Daí música, literatura e teatro nunca foram tão presentes na vida.

MIRITA NANDI – O que você mais lia e ouvia nessa época?

LAM – Ah, Mirita, o que caísse na rede era peixe. Além da biblioteca do meu pai, das trocas de leituras com Mauricinho e Gulu, as disponibilidades dos livros da biblioteca pela Jessiva e a influência marcante do meu primo Afonso Paulins, oxe, eu lia de tudo.

Da biblioteca do meu pai, Machado de Assis – uma coleção de 31 volumes que ele me deu, a coleção completa de Graciliano Ramos, de Érico Veríssimo, muita literatura de cordel, muita boemia, Luiz Gonzaga, Zé da Luz, Direito e História do Brasil.

Das lorotadas com Mauricinho e Gulu, toda literatura clássica e Câmara Cascudo, Jorge Amado, Kafka, Dostoiévski, Tolstoi, Filosofia e muita MPB de ontem, anteontem, hoje e amanhã.

Da Jessiva, um mundão de gente: Emerson, Sade, Juan Ramon Jimenez, Lorca, Hermilo Borba Filho, Ascenso Ferreira, Osman Lins, Zé Condé, Drummond, Fernando Pessoa, o teatro de Oduvaldo Viana Filho, de Guarnieri, de Ariano Suassuna, de Dias Gomes, Clarice Lispector, Maiakovski, Paulo Freire, Darcy Ribeiro e toda poesia do planeta.

De Afonso Paulins, esse desde menino que ele me influenciava, trazendo James Joyce, a musica clássica e erudita, Jorge Luiz Borges, o rock progressivo, os poetas Beat, o jazz e o free-jazz, Hermeto Pascoal, Guimarães Rosa, Mallarmé, Egberto Gismonti, Ezra Pound, os irmãos Haroldo e Augusto de Campos, Décio Pignatari, Stravinski, Einstein, John Cage, Rajnesh, Debussy, Villa-Lobos, Laurindo Almeida, Keith Jarret, Picasso, Yejudi Menuhin, Kitaro, José J. Veiga e tudo o mais.

Tudo isso sem falar dos meus amigos Juarez Correia, Tininho, o pessoal da Bagaço, Jaci Bezerra, Luiz Berto e todos que me influenciaram diretamente e me fazendo virar um xexéu feliz da vida.

ANA BIA – Vê-se que você é um sujeito precoce mesmo, que avaliação você faz da sua adolescência?

LAM – Uma loucura, Ana Bia!! Eu comecei a beber e a fumar aos 10 anos de idade quando cheio de pedir mesada pro pai, comecei a trabalhar no cartório para me sustentar e pagar as coisas que eu queria fazer.

Bebia e fumava mesmo. Lia muito, mentia demais e vivia pela zona do baixo meretrício catando as piniqueiras e catraias para satisfazer minha latente necessidade sexual. Sem as gentis mulheres jamais eu conseguiria ser o que sou.

Para vocês terem uma idéia, me casei aos 15 anos, e aos 13 já tinha papado a vítima. Aos 16 fui pai. Aliás, sou pai até hoje de uma linda mulher que é a única obra-prima que eu consegui fazer. Fui pai de um menino tão maloqueiro quanto eu, mas achou de ir embora justo no dia que Maradona destronou sozinho a seleção na copa de 86.

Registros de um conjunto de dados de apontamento

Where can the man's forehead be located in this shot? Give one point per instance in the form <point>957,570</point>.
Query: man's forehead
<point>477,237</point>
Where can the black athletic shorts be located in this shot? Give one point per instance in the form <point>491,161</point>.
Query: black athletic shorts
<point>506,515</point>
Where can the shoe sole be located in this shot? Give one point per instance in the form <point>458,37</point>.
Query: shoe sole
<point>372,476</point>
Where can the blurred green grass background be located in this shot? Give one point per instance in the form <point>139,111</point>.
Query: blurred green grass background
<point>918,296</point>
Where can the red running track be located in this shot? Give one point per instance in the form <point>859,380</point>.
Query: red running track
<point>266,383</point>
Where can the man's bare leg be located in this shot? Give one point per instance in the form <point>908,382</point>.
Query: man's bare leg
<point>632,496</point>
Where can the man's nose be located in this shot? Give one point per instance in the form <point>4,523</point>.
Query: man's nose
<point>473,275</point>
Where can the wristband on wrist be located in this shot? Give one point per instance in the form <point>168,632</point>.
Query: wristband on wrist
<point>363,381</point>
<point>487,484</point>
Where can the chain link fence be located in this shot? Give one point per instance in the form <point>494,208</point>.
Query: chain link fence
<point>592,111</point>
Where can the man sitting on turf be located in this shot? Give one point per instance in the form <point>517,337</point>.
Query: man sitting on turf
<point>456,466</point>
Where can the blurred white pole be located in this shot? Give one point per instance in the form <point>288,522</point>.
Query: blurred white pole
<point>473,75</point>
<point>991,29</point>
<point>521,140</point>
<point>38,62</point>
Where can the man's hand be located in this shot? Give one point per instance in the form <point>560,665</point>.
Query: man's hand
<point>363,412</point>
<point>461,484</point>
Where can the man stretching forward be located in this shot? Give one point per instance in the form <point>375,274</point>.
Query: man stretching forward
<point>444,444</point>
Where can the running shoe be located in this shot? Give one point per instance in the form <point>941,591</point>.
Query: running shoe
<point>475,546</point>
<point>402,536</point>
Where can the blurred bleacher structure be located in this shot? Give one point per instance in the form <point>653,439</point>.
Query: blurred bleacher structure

**O que fazer**:
Responda com base na entrevista acima:
(a) Quantos volumes tinha a coleção de Machado de Assis que o pai deu a LAM?
(b) Quem trouxe James Joyce para as leituras de LAM?
(c) Onde LAM começou a trabalhar para se sustentar?

**Resposta abaixo**:
(a) 31 volumes.
(b) Afonso Paulins, primo de LAM.
(c) No cartório.